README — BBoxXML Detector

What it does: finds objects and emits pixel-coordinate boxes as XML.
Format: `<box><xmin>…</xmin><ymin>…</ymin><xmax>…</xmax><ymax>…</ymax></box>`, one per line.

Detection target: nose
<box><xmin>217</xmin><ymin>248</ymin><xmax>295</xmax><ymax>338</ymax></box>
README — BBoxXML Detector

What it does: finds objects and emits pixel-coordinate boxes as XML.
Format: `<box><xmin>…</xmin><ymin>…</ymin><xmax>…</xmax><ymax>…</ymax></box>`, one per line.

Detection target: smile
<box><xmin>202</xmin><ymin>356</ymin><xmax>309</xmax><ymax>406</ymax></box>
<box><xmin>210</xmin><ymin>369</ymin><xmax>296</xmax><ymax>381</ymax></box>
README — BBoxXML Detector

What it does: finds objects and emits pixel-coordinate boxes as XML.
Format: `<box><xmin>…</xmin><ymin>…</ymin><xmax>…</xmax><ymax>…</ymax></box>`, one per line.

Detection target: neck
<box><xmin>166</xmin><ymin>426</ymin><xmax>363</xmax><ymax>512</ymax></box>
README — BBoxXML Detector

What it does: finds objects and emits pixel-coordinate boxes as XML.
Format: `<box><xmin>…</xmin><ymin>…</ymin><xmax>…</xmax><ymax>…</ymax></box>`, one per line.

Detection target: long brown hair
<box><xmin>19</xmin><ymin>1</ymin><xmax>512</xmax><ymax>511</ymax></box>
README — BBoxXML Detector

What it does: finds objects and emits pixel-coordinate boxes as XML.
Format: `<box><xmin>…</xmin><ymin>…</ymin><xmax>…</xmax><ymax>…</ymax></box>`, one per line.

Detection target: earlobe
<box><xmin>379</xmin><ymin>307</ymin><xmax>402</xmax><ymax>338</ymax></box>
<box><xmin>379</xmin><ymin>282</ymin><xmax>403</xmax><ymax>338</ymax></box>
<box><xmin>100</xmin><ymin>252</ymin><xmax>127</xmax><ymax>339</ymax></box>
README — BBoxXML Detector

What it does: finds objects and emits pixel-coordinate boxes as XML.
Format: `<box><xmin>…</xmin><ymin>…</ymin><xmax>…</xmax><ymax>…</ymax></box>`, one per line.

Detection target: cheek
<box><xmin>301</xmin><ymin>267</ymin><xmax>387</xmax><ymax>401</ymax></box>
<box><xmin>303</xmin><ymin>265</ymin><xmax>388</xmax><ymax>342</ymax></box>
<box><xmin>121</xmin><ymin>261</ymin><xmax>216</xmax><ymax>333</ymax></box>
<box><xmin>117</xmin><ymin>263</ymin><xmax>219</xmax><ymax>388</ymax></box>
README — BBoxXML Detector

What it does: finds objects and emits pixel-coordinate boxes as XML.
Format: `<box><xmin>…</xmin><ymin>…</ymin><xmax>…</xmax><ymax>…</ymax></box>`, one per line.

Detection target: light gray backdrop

-=-=-

:: Work required ::
The full set of records above must be reproduced exactly in the reply.

:: Answer box ::
README — BBoxXML Detector

What it does: finds objects and emits pixel-coordinate boxes as XML.
Format: `<box><xmin>…</xmin><ymin>…</ymin><xmax>…</xmax><ymax>…</ymax></box>`, one per line.

Detection target: nose
<box><xmin>217</xmin><ymin>248</ymin><xmax>295</xmax><ymax>338</ymax></box>
README — BBoxXML Detector

What it does: finds objects and emits pixel-coordinate boxes as XML.
Format: `<box><xmin>…</xmin><ymin>…</ymin><xmax>…</xmax><ymax>…</ymax></box>`, one per line.

Detection target: smile
<box><xmin>202</xmin><ymin>356</ymin><xmax>309</xmax><ymax>406</ymax></box>
<box><xmin>210</xmin><ymin>369</ymin><xmax>296</xmax><ymax>381</ymax></box>
README — BBoxXML Detector

What it does: finds objects and emits pixel-coordinate boxes as XML.
Format: `<box><xmin>…</xmin><ymin>…</ymin><xmax>…</xmax><ymax>…</ymax></box>`, one per line.

Detection target: neck
<box><xmin>166</xmin><ymin>426</ymin><xmax>363</xmax><ymax>512</ymax></box>
README — BBoxXML Detector

What it does: finds objects and emits pixel-coordinate boxes as XML.
Format: `<box><xmin>…</xmin><ymin>…</ymin><xmax>…</xmax><ymax>…</ymax></box>`, one per line.

Detection target: long brown hair
<box><xmin>19</xmin><ymin>1</ymin><xmax>512</xmax><ymax>511</ymax></box>
README — BBoxXML Detector

What it does: finds objects and emits pixel-coordinate boxes as XML.
Format: `<box><xmin>…</xmin><ymin>…</ymin><xmax>…</xmax><ymax>…</ymax></box>`, one per line.

Detection target: earlobe
<box><xmin>379</xmin><ymin>307</ymin><xmax>402</xmax><ymax>338</ymax></box>
<box><xmin>379</xmin><ymin>282</ymin><xmax>403</xmax><ymax>338</ymax></box>
<box><xmin>100</xmin><ymin>252</ymin><xmax>127</xmax><ymax>339</ymax></box>
README — BBoxXML Detector

What it does: finds objects and emits pixel-coordinate boxes as XML.
Format: `<box><xmin>…</xmin><ymin>…</ymin><xmax>…</xmax><ymax>…</ymax></box>`, one per line.

Detection target: cheek
<box><xmin>301</xmin><ymin>267</ymin><xmax>387</xmax><ymax>401</ymax></box>
<box><xmin>303</xmin><ymin>265</ymin><xmax>388</xmax><ymax>342</ymax></box>
<box><xmin>121</xmin><ymin>261</ymin><xmax>216</xmax><ymax>333</ymax></box>
<box><xmin>117</xmin><ymin>263</ymin><xmax>219</xmax><ymax>388</ymax></box>
README — BBoxXML Detector

What it does: finds objects and emits pixel-coordinate boxes as XML.
Format: `<box><xmin>…</xmin><ymin>…</ymin><xmax>…</xmax><ymax>…</ymax></box>`, one per line.

Detection target: light gray backdrop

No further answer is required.